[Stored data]
╔══

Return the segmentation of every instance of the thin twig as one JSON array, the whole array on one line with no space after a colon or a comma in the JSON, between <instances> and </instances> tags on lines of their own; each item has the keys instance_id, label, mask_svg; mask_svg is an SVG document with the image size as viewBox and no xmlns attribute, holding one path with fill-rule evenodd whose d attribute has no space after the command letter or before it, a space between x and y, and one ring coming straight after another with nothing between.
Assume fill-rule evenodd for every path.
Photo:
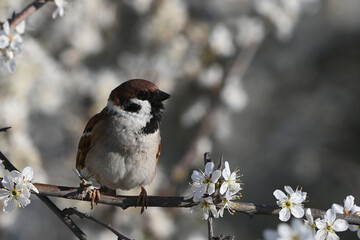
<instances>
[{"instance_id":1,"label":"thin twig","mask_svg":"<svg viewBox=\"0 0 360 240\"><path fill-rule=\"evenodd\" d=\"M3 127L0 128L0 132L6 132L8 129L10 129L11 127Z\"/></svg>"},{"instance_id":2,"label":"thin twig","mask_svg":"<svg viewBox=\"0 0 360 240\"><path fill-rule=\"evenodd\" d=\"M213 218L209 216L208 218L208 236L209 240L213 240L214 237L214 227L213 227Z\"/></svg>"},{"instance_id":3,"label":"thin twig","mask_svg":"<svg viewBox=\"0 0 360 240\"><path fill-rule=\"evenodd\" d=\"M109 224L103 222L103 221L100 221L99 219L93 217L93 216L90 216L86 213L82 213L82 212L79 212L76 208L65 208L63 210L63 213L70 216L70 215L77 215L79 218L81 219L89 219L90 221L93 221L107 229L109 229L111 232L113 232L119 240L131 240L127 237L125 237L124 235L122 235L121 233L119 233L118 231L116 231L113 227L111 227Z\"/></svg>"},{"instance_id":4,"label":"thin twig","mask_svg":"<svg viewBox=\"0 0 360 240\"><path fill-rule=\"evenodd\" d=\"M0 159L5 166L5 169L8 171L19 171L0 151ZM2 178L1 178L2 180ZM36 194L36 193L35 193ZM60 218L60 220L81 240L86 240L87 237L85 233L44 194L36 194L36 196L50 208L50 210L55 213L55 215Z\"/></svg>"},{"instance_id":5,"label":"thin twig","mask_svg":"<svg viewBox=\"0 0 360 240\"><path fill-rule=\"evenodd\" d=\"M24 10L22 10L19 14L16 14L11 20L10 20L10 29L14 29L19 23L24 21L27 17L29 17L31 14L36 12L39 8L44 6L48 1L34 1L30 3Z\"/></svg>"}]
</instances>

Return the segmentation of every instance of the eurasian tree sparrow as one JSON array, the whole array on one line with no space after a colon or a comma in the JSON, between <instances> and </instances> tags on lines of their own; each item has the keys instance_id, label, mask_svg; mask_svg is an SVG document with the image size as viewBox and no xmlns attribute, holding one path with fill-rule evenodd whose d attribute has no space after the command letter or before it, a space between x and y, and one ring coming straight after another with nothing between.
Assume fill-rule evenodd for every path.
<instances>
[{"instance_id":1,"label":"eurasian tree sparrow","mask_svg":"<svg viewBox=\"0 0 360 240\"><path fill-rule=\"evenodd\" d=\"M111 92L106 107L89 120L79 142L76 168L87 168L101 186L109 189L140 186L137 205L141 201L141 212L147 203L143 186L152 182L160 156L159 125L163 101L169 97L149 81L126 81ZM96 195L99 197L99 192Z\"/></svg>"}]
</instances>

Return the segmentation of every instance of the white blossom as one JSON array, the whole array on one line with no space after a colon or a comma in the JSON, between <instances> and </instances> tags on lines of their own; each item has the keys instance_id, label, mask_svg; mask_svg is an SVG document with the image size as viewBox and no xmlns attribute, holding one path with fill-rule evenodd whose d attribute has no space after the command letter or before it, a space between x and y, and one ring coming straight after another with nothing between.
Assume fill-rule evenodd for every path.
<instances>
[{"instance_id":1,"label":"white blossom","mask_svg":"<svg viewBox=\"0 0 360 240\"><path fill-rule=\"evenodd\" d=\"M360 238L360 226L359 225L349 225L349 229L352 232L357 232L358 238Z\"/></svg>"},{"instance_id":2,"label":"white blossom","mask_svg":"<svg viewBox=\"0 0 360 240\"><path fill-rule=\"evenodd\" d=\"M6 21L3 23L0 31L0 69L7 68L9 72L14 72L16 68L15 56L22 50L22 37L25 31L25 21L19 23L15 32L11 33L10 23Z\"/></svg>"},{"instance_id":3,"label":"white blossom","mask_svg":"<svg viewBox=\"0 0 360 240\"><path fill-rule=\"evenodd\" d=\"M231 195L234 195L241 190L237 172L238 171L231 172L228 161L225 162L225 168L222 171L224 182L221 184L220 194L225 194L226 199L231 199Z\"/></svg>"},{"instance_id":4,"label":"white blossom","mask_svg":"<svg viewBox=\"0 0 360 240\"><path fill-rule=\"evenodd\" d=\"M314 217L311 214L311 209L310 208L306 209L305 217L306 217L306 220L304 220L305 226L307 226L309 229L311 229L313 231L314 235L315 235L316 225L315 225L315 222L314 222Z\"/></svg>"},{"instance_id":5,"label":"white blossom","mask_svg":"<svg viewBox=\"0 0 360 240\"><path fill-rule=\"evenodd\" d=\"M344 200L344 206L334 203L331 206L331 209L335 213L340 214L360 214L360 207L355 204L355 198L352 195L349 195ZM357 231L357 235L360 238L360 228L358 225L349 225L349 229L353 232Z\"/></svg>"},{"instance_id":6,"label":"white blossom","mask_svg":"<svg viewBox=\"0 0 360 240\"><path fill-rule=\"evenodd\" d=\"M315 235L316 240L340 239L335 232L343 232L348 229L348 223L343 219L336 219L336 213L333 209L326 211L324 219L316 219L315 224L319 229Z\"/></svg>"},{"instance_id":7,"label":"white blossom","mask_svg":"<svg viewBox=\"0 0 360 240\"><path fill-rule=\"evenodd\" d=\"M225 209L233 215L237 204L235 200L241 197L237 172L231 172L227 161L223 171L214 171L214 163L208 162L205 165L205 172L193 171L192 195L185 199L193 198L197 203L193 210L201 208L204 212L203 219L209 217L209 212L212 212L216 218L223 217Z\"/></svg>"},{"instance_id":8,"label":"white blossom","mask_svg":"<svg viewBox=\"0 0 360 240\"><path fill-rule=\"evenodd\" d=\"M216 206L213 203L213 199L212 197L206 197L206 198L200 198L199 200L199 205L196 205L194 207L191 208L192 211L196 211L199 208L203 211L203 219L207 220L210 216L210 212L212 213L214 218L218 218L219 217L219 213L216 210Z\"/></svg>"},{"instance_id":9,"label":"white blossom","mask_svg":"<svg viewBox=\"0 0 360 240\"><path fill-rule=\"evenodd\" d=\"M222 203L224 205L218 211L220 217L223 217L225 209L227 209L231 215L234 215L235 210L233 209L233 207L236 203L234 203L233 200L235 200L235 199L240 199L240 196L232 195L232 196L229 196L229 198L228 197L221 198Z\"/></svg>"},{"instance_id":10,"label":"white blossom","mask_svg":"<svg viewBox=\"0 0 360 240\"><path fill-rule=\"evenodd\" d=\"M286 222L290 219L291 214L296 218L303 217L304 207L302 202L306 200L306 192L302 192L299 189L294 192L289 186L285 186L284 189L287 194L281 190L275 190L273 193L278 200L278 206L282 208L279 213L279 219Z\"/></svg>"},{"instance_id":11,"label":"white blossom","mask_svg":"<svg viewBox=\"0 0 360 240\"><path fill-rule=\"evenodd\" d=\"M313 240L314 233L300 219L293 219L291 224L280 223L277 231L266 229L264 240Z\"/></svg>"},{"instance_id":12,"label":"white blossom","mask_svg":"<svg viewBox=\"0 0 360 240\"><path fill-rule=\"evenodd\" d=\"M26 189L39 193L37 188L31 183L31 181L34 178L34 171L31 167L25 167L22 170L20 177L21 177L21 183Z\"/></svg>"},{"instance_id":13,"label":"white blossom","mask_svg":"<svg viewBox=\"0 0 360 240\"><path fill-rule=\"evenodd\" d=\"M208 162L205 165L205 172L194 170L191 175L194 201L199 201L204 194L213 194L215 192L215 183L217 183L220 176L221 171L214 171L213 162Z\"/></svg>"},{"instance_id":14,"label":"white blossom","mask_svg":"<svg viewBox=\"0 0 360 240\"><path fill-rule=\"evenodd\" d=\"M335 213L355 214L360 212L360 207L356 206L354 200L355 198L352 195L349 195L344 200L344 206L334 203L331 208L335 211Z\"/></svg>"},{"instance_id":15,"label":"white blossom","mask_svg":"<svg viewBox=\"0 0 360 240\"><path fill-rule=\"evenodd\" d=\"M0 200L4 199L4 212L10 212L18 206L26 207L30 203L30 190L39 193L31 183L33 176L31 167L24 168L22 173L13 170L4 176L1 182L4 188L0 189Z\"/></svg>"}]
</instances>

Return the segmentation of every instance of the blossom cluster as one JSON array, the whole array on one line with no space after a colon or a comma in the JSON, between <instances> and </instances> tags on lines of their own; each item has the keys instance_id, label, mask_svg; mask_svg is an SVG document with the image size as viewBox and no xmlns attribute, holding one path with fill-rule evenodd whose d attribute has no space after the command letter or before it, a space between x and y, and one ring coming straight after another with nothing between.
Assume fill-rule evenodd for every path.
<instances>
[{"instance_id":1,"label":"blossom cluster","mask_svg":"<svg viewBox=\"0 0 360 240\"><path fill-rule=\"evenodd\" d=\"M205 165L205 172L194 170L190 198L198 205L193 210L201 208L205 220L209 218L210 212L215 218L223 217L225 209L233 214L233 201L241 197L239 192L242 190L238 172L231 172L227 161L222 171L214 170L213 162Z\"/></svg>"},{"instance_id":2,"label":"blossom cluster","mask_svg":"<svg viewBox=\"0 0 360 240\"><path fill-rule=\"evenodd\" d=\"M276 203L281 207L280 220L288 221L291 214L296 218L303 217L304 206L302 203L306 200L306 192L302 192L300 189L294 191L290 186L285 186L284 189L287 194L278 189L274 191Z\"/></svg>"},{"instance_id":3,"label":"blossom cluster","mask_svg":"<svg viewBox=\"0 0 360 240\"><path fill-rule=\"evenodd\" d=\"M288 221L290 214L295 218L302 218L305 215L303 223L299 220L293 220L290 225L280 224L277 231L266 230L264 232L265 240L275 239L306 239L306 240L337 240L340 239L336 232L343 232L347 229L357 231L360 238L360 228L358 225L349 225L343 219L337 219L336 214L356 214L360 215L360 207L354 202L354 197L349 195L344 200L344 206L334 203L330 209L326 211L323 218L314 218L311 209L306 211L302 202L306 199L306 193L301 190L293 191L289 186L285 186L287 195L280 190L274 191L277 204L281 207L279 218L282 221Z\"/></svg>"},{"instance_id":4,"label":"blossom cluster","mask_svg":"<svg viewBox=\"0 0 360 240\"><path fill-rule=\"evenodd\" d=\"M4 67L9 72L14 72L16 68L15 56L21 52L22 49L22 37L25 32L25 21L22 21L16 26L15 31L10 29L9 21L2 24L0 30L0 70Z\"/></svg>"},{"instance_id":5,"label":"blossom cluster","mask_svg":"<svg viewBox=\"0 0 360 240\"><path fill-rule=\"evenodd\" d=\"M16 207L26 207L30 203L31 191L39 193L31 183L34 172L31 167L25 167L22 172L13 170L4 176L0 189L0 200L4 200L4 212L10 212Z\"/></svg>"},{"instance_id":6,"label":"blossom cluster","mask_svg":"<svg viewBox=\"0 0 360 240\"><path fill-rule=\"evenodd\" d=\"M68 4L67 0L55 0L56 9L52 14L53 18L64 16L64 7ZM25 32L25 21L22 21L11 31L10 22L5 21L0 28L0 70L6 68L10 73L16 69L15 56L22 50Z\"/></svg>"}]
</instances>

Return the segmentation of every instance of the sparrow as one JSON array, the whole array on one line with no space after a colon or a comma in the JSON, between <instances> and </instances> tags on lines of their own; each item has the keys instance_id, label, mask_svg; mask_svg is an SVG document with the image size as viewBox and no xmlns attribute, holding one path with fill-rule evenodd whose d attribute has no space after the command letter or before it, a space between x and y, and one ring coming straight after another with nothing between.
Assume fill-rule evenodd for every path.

╚══

> **Required action**:
In the entries, find the line containing "Return the segmentation of every instance of the sparrow" and output it and all remaining lines exactly.

> **Answer box**:
Return the segmentation of every instance of the sparrow as one JSON array, the whole array on one line with no space after a colon or a comma in the JSON, between <instances> and </instances> tags on lines of their own; each item has the keys instance_id, label, mask_svg; mask_svg is an SVG document with the image size as viewBox and no xmlns attribute, holding one path with fill-rule evenodd whose d attribute has no space after the command letter or before it, a space between x and y, and one ring coming straight after another with nothing between.
Assume fill-rule evenodd for every path.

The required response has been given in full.